**What this task involves**
Set down, word for word, the stretch of the news report on reunifying separated immigrant children from "Federal officials on" through "safe to do so.".

38 immigrant kids expected to have been reunited with parents after separation by end of Tuesday

FAN Editor

Four immigrant children so far have been reunited with their parents after being separated from their families, and another 34 are expected to be reunited Tuesday with their parents in federal immigration custody, according to the Trump administration.

The numbers were revealed in a court filing by the Justice Department on Tuesday, which was the original deadline a judge set for 102 immigrant children under the age of 5 to be reunited with their parents in custody after the families were detained when trying to cross into the United States illegally from the Mexican border.

That youngest group of kids is just a small fraction of the nearly 3,000 immigrant children ordered to be reunified with their parents in custody under a judicial order, after being separated as the result of a new Trump administration policy implemented in May. A judge has said that all of those children must be reunified with their families by July 26, but administration officials during a conference call with reporters Tuesday refused to say if they expected to be able to meet that deadline.

The administration told a federal judge in San Diego on Monday that it would not meet Tuesday’s cut-off date for the younger cohort. Instead, a Justice Department attorney told the judge that 54 of those children would be reunited with their parents on Tuesday.

Federal officials on Tuesday said they are continuing to do DNA tests on children and their purported parents, as well as conducting background checks to ensure that the actual parents are getting the kids, and that the parents who want the children are safe to do so.

Fourteen children have been determined ineligible for reunification because either the people who claimed to be their parents are not actually their parents, or have a serious criminal history, according to the court filing.

A senior Health and Human Services Department official on Tuesday said a rapist, a kidnapper, and an accused murderer are among the parents who have been denied reunification with their separated kids after their backgrounds were checked.

“Our priority is the safety of these kids,” said that official, Chris Meekins, chief of staff of HHS’ office of the assistant secretary for preparedness and response.

Recorded data:

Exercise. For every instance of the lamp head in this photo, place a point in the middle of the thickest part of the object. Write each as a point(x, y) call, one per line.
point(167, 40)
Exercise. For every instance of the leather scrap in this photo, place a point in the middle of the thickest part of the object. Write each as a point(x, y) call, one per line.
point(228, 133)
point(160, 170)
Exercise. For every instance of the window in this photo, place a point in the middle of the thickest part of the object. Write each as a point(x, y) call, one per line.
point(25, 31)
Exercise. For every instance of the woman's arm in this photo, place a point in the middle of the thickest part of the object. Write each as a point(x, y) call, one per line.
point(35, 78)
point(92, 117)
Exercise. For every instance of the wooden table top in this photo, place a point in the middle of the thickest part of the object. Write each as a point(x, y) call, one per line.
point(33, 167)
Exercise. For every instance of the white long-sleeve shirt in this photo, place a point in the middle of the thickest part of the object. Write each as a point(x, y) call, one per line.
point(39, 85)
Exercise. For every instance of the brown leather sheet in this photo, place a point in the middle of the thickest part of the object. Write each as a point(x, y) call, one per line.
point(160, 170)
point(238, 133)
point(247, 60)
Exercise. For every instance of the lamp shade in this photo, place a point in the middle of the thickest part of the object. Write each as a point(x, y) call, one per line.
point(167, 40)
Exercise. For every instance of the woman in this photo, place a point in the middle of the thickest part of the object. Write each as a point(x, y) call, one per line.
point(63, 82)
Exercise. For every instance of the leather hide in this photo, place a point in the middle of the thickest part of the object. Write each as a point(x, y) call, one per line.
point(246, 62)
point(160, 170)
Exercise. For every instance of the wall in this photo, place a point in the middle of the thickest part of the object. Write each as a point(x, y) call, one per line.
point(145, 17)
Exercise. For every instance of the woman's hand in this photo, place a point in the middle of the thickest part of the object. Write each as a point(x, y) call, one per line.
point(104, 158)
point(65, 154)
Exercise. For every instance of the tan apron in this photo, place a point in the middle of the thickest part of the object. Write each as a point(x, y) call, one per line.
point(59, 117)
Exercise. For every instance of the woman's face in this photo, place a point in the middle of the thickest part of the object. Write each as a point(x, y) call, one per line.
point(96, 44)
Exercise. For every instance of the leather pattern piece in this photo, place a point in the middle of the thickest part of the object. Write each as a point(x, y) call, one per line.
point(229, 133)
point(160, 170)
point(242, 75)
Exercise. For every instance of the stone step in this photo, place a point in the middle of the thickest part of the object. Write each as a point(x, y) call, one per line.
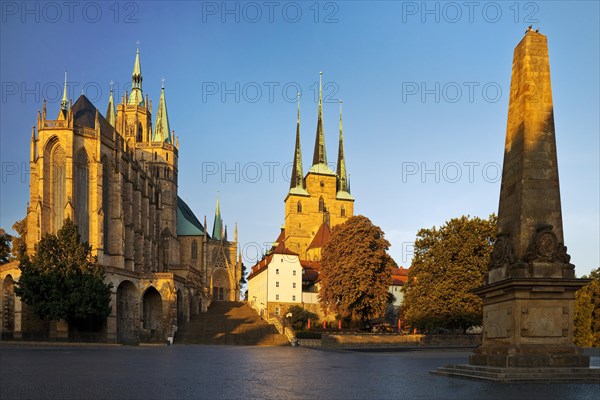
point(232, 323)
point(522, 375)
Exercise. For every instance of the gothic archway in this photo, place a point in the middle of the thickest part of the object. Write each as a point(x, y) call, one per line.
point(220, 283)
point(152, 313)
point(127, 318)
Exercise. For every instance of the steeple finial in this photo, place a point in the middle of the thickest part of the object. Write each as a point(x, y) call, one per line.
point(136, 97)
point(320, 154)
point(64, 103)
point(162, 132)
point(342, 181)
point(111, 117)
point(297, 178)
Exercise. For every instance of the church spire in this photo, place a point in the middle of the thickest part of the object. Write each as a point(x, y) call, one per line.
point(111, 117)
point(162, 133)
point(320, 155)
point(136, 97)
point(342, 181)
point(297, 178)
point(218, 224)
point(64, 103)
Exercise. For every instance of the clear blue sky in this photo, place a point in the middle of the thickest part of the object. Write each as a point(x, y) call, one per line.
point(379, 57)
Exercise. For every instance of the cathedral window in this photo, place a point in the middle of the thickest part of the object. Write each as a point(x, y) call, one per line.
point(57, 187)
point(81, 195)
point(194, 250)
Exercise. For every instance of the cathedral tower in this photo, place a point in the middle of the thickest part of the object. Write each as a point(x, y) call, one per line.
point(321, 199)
---
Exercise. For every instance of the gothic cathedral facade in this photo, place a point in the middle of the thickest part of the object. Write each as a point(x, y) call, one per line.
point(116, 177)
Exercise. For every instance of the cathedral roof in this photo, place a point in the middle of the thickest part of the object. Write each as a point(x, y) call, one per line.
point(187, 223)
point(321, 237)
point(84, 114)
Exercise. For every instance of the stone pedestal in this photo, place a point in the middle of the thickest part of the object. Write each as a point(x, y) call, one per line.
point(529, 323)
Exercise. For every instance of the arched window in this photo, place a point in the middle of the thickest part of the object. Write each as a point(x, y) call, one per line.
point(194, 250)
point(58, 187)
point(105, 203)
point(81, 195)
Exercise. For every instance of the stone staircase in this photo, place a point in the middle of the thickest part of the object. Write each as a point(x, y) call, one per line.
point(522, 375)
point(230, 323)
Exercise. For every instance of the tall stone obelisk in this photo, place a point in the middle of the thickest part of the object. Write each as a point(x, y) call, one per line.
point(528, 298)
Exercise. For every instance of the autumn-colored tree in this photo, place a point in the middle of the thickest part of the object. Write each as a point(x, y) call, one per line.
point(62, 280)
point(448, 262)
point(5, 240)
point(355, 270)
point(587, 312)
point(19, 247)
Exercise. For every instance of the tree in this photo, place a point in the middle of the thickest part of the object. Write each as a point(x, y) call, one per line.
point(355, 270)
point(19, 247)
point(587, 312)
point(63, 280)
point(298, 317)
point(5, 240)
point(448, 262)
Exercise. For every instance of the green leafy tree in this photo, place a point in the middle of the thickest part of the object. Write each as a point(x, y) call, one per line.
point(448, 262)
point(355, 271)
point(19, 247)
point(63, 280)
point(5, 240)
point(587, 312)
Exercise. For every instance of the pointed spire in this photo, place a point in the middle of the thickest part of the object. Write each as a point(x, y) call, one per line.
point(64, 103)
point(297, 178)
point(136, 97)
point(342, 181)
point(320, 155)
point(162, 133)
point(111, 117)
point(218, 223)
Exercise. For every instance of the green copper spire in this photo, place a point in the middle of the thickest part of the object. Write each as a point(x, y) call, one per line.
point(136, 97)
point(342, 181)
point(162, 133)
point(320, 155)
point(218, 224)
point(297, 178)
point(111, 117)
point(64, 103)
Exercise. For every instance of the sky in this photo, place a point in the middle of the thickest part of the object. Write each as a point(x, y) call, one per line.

**Response to this task**
Federal officials on Tuesday said they are continuing to do DNA tests on children and their purported parents, as well as conducting background checks to ensure that the actual parents are getting the kids, and that the parents who want the children are safe to do so.